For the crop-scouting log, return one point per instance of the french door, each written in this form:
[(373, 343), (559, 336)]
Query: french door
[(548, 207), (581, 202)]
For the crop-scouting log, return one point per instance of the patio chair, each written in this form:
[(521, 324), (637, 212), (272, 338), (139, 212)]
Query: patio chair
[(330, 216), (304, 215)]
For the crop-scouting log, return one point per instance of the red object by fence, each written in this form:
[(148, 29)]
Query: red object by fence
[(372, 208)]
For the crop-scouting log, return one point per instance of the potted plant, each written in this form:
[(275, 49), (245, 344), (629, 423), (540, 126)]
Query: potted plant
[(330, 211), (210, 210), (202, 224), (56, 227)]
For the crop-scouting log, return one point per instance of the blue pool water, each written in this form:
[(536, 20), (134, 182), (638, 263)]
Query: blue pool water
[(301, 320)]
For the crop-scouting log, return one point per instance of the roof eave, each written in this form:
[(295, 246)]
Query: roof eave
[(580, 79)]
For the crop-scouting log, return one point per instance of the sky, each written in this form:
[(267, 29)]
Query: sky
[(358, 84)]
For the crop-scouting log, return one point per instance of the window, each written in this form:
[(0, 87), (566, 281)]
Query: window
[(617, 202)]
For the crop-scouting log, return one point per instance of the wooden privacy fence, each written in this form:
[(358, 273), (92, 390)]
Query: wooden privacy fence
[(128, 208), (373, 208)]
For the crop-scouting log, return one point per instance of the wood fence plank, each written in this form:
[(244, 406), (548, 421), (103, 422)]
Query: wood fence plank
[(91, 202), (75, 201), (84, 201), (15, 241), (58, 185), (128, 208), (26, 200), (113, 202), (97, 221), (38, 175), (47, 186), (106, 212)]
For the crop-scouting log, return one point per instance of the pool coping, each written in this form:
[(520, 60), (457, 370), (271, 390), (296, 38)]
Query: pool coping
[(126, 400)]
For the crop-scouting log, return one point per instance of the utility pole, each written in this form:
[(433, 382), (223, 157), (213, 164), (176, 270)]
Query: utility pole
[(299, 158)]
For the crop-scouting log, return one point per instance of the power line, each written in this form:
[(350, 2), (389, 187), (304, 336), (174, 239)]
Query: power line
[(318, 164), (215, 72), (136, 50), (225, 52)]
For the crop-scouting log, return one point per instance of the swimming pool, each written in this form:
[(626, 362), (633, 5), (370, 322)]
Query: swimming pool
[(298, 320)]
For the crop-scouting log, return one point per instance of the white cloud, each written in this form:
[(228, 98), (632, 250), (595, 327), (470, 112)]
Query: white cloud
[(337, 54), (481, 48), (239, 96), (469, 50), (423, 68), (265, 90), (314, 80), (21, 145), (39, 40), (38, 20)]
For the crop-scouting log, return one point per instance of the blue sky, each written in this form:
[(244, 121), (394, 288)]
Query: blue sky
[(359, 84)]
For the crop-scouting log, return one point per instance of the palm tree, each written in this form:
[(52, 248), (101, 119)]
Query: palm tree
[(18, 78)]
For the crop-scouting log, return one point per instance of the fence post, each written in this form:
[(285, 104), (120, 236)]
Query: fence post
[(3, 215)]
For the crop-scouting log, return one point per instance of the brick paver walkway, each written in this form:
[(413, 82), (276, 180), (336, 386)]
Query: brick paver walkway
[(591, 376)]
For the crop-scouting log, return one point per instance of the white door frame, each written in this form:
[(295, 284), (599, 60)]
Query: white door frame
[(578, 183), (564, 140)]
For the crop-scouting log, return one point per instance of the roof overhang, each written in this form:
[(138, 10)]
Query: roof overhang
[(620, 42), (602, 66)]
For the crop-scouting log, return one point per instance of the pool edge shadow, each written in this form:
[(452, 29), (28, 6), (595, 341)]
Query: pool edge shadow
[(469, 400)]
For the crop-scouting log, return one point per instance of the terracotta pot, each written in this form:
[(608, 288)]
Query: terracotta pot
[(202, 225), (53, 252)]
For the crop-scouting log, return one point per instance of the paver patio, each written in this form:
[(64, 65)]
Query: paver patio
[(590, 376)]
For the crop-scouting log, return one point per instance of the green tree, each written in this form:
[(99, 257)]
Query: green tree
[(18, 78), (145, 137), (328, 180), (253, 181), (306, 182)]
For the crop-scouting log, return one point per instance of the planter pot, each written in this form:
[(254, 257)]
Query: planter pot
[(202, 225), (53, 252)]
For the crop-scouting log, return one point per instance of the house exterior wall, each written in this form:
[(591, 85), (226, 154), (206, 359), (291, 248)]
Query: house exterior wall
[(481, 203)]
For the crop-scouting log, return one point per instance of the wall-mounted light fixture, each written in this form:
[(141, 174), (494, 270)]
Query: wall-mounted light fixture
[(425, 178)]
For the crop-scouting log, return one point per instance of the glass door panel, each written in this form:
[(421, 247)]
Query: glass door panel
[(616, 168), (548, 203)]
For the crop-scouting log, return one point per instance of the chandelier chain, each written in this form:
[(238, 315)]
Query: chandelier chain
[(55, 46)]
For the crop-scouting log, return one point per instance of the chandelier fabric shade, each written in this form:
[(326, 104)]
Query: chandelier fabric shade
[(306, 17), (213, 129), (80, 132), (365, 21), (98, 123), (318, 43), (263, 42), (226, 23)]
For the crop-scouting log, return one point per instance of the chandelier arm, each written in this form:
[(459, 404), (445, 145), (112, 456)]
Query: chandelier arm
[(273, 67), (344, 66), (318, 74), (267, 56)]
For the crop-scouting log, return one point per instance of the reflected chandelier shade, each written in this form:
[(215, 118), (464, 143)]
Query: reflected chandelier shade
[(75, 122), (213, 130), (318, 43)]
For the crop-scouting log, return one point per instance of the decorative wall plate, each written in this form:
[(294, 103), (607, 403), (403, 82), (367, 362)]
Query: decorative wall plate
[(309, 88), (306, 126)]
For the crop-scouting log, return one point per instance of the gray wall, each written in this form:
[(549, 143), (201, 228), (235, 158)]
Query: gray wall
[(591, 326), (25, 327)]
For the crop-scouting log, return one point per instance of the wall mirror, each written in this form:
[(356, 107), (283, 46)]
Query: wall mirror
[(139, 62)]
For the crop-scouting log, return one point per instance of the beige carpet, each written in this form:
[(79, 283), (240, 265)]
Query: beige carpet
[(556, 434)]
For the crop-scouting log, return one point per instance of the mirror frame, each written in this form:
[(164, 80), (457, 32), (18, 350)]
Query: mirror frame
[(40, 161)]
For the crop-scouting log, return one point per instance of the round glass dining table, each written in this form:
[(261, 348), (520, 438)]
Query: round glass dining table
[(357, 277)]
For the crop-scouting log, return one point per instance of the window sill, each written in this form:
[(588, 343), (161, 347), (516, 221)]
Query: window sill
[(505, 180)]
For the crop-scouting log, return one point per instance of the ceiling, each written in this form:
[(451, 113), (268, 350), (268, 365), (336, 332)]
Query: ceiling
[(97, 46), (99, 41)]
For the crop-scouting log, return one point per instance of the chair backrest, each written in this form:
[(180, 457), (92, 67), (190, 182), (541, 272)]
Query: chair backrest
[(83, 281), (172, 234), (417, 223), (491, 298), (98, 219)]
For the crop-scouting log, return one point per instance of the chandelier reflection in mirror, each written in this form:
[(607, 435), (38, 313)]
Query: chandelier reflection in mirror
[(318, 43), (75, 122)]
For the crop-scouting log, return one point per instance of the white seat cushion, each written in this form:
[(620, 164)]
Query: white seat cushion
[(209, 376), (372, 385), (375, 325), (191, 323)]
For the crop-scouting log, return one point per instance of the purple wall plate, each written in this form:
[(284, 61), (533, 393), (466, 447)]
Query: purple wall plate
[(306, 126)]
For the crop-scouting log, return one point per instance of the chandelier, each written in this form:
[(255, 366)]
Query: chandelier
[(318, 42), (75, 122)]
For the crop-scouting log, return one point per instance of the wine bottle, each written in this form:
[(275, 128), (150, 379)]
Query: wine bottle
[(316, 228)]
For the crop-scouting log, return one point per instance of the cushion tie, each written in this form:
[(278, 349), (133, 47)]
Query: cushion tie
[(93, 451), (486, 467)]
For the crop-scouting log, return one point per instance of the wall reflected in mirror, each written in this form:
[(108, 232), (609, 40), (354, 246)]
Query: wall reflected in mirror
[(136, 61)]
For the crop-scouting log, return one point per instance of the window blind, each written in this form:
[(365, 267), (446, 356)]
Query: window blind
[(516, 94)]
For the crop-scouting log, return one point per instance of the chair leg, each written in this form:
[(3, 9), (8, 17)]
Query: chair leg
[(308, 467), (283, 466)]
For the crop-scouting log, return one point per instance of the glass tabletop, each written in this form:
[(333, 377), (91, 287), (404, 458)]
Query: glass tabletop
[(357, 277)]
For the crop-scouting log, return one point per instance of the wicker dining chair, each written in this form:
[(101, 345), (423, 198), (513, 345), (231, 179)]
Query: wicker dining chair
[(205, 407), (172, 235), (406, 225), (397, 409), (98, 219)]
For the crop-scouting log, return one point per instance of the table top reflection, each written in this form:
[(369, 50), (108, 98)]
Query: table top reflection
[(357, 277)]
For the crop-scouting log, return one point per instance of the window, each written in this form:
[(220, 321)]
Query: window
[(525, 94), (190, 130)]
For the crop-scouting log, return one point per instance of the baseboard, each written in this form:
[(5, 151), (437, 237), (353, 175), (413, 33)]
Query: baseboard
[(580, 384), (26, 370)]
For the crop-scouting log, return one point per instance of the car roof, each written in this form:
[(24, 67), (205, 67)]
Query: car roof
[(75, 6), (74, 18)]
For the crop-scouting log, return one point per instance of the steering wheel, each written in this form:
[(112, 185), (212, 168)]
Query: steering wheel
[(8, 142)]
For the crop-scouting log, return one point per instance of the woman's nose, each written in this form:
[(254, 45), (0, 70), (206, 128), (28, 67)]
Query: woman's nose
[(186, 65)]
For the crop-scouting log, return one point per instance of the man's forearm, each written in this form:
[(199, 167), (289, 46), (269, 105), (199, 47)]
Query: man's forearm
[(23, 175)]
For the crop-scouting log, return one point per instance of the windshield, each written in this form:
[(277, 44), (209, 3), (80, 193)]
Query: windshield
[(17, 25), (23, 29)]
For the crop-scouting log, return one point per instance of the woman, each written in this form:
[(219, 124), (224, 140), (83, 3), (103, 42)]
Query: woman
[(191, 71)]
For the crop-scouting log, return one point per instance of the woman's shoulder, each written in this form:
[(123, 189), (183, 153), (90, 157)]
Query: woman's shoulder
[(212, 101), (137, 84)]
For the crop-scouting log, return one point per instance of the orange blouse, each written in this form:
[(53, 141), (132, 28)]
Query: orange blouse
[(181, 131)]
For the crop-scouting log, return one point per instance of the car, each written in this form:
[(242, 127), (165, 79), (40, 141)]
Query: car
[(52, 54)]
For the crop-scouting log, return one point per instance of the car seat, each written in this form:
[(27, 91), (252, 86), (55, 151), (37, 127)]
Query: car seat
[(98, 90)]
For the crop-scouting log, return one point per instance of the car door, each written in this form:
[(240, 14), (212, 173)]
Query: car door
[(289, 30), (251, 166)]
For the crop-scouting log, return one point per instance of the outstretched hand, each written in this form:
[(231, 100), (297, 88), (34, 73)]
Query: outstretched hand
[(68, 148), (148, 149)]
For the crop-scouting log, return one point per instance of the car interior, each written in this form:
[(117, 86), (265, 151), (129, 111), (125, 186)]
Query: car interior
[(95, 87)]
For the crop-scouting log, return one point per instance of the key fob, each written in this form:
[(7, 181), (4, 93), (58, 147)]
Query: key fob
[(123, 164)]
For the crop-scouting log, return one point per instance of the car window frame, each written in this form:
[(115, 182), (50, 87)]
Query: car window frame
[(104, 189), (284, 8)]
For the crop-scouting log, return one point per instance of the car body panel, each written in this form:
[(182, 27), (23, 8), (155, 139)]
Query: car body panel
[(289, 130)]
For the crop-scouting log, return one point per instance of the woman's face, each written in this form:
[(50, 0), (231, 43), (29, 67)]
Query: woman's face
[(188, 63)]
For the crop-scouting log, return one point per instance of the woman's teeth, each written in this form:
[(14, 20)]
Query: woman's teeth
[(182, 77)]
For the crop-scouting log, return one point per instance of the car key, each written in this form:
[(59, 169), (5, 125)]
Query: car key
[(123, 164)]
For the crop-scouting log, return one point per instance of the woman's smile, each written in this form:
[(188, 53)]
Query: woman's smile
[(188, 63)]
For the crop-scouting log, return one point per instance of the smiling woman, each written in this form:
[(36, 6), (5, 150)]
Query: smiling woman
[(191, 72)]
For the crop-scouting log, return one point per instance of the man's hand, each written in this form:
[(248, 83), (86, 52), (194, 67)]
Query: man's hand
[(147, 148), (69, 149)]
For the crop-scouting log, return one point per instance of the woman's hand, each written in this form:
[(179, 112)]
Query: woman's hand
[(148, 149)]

● ● ● ● ● ● ●

**Set problem**. Can you express the rows as a Markdown table with the columns Number and Line, giving each line its own number and leaving out blank lines? Begin at the first line of the rows and stop after the line that contains "[(299, 158)]".

**Written response**.
| Number | Line |
|---|---|
| 1 | For the crop-scouting log, return one point per instance of the french door, each written in this form: |
| 2 | [(373, 343), (559, 336)] |
| 3 | Query: french door |
| 4 | [(548, 207), (581, 202)] |
| 5 | For the crop-scouting log, return one point per instance of the patio chair, each written in this form: |
| 6 | [(521, 324), (637, 212), (272, 338), (139, 212)] |
| 7 | Query: patio chair |
| 8 | [(330, 216), (304, 215)] |
| 9 | For the crop-scouting log, return one point per instance of the red object by fence, each written in this form: |
| 10 | [(148, 29)] |
| 11 | Query: red object by fence |
| 12 | [(372, 208)] |
| 13 | For the crop-scouting log, return one point per instance of the potted plant, each written in this form: |
| 14 | [(275, 49), (245, 344), (629, 423), (540, 126)] |
| 15 | Query: potted plant |
| 16 | [(330, 211), (210, 210), (202, 224), (56, 227)] |
| 17 | For the crop-scouting log, return one point per instance of the blue pool water, each written in this form: |
| 18 | [(536, 20), (134, 182), (638, 263)] |
| 19 | Query: blue pool water |
| 20 | [(301, 320)] |
| 21 | For the crop-scouting log, return one point per instance of the roof eave, each written in this form: |
| 22 | [(295, 246)] |
| 23 | Query: roof eave |
| 24 | [(580, 79)] |
| 25 | For the crop-scouting log, return one point per instance of the sky, each written in this form: |
| 26 | [(267, 29)] |
| 27 | Query: sky |
| 28 | [(358, 84)] |
| 29 | For the crop-scouting log, return one point per instance of the window, each written in this form: |
| 30 | [(0, 87), (566, 281)] |
| 31 | Query: window |
| 32 | [(617, 202)] |
| 33 | For the crop-scouting log, return one point per instance of the wooden privacy fence, each written in this form: |
| 34 | [(358, 273), (92, 390)] |
| 35 | Query: wooden privacy fence |
| 36 | [(128, 208), (373, 208)] |
| 37 | For the crop-scouting log, return one point per instance of the wood fence plank, each written in this form: |
| 38 | [(244, 406), (548, 421), (103, 422)] |
| 39 | Query: wood fence plank |
| 40 | [(91, 202), (75, 201), (84, 201), (15, 241), (58, 185), (128, 208), (26, 200), (113, 202), (97, 221), (38, 175), (47, 186), (106, 212)] |
| 41 | For the crop-scouting log, return one point per instance of the pool coping, each written in this form: |
| 42 | [(520, 60), (457, 370), (271, 390), (296, 38)] |
| 43 | Query: pool coping |
| 44 | [(126, 400)] |
| 45 | For the crop-scouting log, return one point per instance of the utility pole, each written in this form: |
| 46 | [(433, 382), (223, 157), (213, 164), (176, 270)] |
| 47 | Query: utility pole |
| 48 | [(299, 158)] |